Chieri Kubota, professor and researcher, Ohio State University
Chieri Kubota at Ohio State University has her plate full with several different research projects, including growing leafy greens in low-pH solutions as a form of pest control.
“One of the projects is a new way to grow hydroponic leafy greens. What we have worked over the past five years is trying to grow leafy greens in a much lower pH, so in an acidic nutrient solution. Usually you don’t do that, but we want to try that because an acidic nutrient solution can potentially protect plants from disease. It’s like how, with pickles, for example, you can store fresh produce for a long time because it’s an acidic solution. Making the produce more acidic can protect it from fungal disease and stuff like that. So, we are reducing pH to a crazy low like 4 or 4.5. The typical pH range is 5.5 to 6.5, so going down to 4 or 4.5 is a very unusual approach, but we found that many crop species can tolerate that range.”

WHAT YOU WILL DO
• A. Please summarize the excerpt about Chieri Kubota in two sentences.
• B. According to the excerpt about Chieri Kubota, what is the typical pH range for a nutrient solution?
• C. In the excerpt about Chieri Kubota, retype everything from "Chieri Kubota, professor" down to "of pest control.".

SOURCE INFORMATION
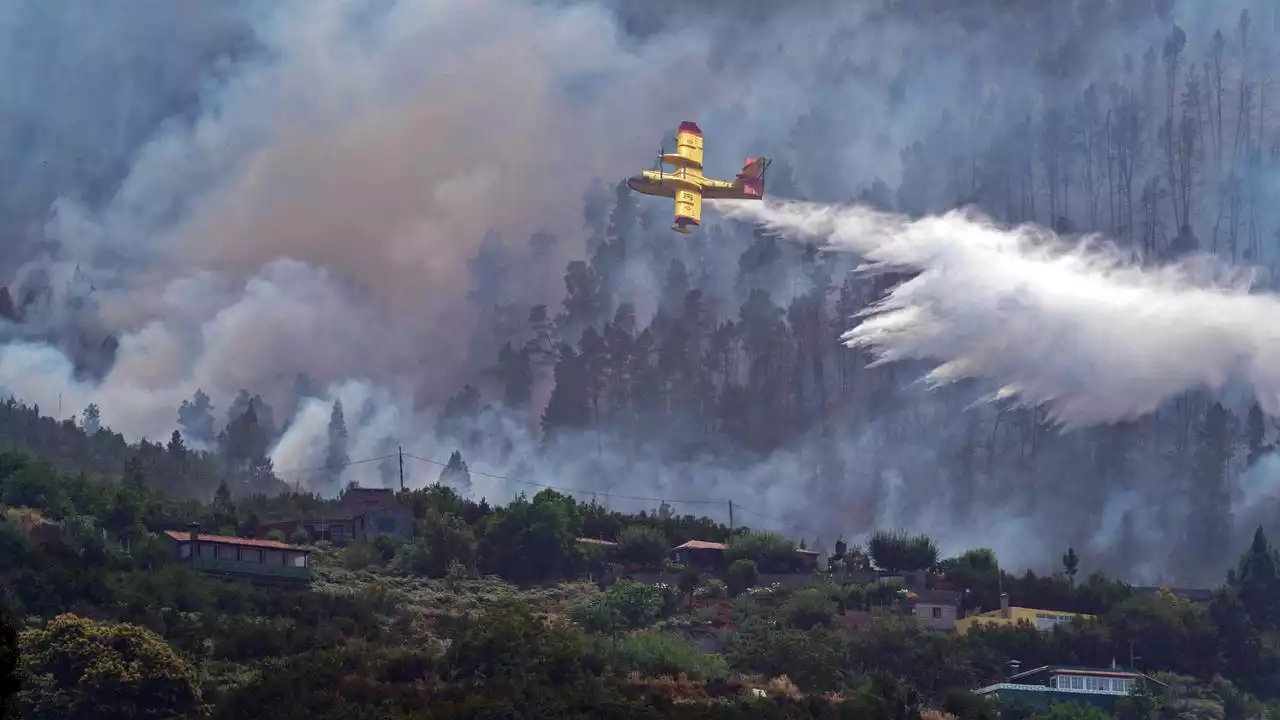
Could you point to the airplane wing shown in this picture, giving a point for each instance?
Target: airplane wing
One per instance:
(689, 209)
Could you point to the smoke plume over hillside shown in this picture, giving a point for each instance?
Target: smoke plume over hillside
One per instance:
(376, 203)
(1077, 328)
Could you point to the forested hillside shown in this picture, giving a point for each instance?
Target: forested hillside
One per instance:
(243, 317)
(726, 345)
(480, 615)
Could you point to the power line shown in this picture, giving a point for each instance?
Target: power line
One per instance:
(731, 504)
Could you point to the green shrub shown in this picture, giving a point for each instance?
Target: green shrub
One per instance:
(713, 588)
(643, 546)
(741, 574)
(772, 552)
(808, 609)
(897, 551)
(625, 606)
(359, 555)
(663, 654)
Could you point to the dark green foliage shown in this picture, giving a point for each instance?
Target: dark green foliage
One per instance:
(643, 546)
(9, 678)
(444, 538)
(772, 552)
(625, 606)
(809, 609)
(897, 551)
(741, 574)
(533, 540)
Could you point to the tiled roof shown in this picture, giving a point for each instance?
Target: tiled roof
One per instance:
(243, 542)
(937, 597)
(1075, 670)
(702, 545)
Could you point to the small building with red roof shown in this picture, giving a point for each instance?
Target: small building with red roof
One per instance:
(243, 557)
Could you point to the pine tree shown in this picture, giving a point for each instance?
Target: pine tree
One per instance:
(1070, 564)
(337, 458)
(1211, 497)
(1256, 432)
(1257, 582)
(91, 419)
(516, 374)
(196, 418)
(570, 405)
(456, 474)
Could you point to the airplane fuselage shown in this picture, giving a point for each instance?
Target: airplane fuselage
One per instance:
(688, 186)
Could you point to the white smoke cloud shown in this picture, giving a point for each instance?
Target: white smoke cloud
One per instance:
(1075, 327)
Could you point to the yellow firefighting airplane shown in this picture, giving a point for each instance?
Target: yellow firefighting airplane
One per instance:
(686, 183)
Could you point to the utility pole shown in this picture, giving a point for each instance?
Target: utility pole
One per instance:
(400, 451)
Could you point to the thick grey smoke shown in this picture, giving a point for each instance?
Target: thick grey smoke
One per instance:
(1075, 327)
(265, 188)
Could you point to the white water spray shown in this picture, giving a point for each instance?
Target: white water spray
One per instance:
(1075, 327)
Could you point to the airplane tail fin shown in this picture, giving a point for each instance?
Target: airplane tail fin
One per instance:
(752, 177)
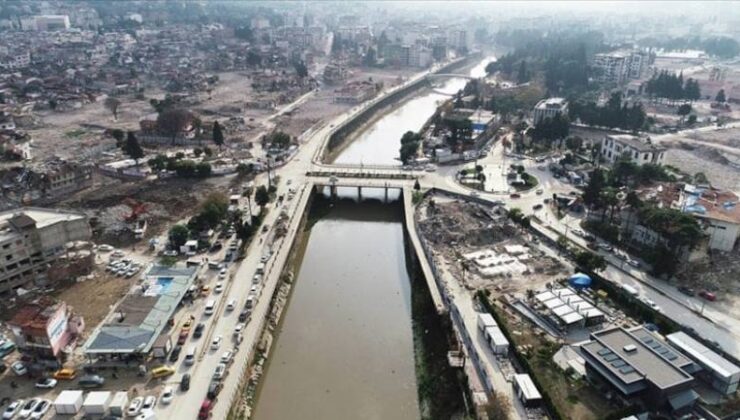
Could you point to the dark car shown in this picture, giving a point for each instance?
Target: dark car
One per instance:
(185, 382)
(91, 381)
(175, 353)
(198, 332)
(213, 389)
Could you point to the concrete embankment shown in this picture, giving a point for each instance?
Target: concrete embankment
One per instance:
(339, 135)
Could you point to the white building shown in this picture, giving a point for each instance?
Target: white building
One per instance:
(549, 108)
(619, 66)
(30, 238)
(640, 151)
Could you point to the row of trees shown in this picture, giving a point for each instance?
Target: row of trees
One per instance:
(615, 114)
(670, 86)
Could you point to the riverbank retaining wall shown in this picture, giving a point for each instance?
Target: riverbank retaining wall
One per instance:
(341, 133)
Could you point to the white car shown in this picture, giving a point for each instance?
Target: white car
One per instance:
(216, 343)
(231, 305)
(13, 409)
(19, 368)
(134, 406)
(149, 402)
(220, 371)
(167, 395)
(41, 409)
(28, 408)
(46, 383)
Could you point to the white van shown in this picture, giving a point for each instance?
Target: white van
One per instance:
(210, 307)
(190, 356)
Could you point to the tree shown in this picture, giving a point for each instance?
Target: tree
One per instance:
(720, 96)
(178, 235)
(684, 110)
(112, 104)
(118, 134)
(132, 148)
(261, 196)
(172, 122)
(218, 135)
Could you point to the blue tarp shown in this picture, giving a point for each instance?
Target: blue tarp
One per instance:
(579, 280)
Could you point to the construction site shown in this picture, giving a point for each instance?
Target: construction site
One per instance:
(483, 248)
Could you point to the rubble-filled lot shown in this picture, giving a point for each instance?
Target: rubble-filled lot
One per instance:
(493, 253)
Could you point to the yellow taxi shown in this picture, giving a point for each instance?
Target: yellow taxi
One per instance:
(162, 371)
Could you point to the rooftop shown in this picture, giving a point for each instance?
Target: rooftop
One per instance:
(703, 355)
(137, 321)
(631, 357)
(551, 103)
(637, 143)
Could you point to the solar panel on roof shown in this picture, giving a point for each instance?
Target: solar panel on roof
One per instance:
(627, 369)
(611, 357)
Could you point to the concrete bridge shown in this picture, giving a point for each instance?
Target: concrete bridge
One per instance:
(449, 75)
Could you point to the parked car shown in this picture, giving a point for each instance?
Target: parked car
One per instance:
(91, 381)
(227, 356)
(12, 409)
(19, 368)
(198, 332)
(149, 402)
(220, 371)
(708, 295)
(213, 389)
(46, 383)
(40, 410)
(175, 353)
(134, 406)
(162, 371)
(29, 407)
(216, 343)
(205, 409)
(167, 395)
(185, 382)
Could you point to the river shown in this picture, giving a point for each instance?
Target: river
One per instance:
(345, 349)
(379, 143)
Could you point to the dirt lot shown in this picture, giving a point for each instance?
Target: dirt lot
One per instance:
(456, 228)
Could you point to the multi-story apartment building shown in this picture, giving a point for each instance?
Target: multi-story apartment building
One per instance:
(44, 328)
(640, 151)
(549, 108)
(619, 66)
(31, 238)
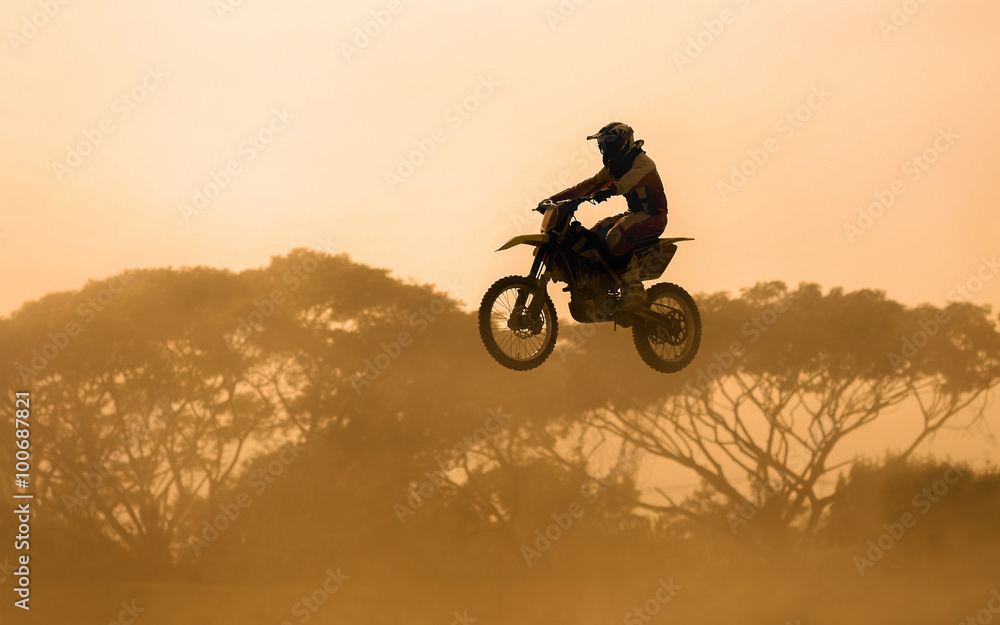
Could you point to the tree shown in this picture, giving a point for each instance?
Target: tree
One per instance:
(785, 377)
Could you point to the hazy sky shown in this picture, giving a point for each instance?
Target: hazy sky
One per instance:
(159, 98)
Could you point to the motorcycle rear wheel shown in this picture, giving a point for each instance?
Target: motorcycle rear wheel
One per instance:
(669, 347)
(514, 340)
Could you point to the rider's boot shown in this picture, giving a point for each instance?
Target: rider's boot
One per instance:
(633, 295)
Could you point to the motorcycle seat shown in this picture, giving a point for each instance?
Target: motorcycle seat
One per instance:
(648, 242)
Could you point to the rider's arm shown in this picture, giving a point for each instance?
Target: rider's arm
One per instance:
(587, 187)
(641, 167)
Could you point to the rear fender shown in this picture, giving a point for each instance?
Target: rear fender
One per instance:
(526, 239)
(654, 260)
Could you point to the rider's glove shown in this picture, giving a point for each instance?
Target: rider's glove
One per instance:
(603, 195)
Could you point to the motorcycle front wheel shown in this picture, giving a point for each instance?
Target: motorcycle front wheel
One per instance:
(510, 335)
(670, 344)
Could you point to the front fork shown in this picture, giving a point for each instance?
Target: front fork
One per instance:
(531, 318)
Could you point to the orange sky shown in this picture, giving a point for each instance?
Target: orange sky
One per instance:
(298, 119)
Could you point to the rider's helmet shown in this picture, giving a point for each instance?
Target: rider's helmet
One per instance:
(615, 140)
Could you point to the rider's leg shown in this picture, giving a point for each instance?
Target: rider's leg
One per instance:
(621, 239)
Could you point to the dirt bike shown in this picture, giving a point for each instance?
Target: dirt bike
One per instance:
(517, 319)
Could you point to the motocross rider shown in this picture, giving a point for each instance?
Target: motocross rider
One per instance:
(627, 171)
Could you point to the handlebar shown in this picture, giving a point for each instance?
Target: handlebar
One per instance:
(546, 204)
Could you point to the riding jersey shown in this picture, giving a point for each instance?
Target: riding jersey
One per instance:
(636, 179)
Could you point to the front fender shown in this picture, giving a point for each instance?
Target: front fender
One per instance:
(526, 239)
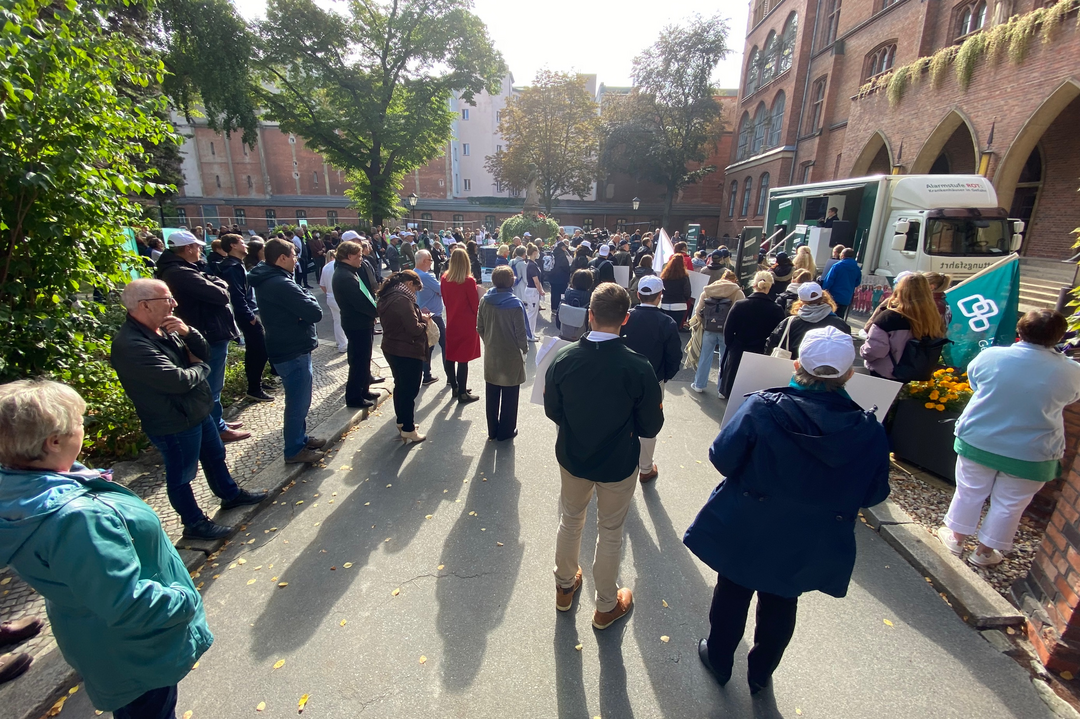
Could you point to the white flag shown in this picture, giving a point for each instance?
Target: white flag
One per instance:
(663, 252)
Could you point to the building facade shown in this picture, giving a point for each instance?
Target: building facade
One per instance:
(821, 100)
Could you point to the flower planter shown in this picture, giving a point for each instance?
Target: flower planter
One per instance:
(925, 437)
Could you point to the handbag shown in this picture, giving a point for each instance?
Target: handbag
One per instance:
(781, 351)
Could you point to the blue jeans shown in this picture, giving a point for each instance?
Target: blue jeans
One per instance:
(296, 380)
(710, 342)
(154, 704)
(183, 452)
(218, 353)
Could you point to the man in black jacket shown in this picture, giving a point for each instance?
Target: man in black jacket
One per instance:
(598, 446)
(161, 364)
(652, 334)
(203, 303)
(242, 297)
(358, 321)
(289, 314)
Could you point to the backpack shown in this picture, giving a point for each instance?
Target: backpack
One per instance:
(918, 360)
(715, 312)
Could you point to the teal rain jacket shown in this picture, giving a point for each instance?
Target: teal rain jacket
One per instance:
(122, 606)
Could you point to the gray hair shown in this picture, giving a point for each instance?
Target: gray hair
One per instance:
(30, 412)
(143, 288)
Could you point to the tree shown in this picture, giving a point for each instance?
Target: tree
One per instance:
(671, 118)
(554, 125)
(70, 137)
(370, 91)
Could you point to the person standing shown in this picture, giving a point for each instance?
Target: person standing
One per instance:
(289, 314)
(203, 303)
(242, 298)
(798, 463)
(358, 308)
(501, 324)
(122, 606)
(747, 327)
(404, 346)
(652, 334)
(598, 446)
(160, 363)
(462, 341)
(1010, 438)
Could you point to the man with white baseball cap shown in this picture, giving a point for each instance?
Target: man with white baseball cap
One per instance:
(799, 460)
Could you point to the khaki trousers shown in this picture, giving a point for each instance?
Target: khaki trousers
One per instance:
(612, 502)
(648, 444)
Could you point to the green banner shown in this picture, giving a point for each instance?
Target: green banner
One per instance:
(984, 310)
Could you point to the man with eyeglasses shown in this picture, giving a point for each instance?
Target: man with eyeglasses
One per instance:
(161, 363)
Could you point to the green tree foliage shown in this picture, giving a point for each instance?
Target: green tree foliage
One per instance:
(370, 90)
(671, 118)
(70, 139)
(552, 124)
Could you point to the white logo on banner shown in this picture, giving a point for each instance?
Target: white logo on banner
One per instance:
(980, 310)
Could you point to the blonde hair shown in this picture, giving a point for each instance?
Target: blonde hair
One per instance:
(804, 260)
(761, 282)
(30, 412)
(460, 268)
(913, 299)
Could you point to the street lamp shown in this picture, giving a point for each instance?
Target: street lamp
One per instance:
(412, 206)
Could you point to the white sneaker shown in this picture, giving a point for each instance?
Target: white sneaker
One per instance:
(990, 559)
(948, 539)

RESPONSES TO THE EXERCISE
• A. Chieri Kubota, a professor and researcher at Ohio State University, has worked over the past five years on growing hydroponic leafy greens in an acidic nutrient solution, which can potentially protect plants from disease. Her team lowers the pH to 4 or 4.5, far below the typical range of 5.5 to 6.5, and has found that many crop species can tolerate it.

• B. 5.5 to 6.5.

• C.
Chieri Kubota, professor and researcher, Ohio State University
Chieri Kubota at Ohio State University has her plate full with several different research projects, including growing leafy greens in low-pH solutions as a form of pest control.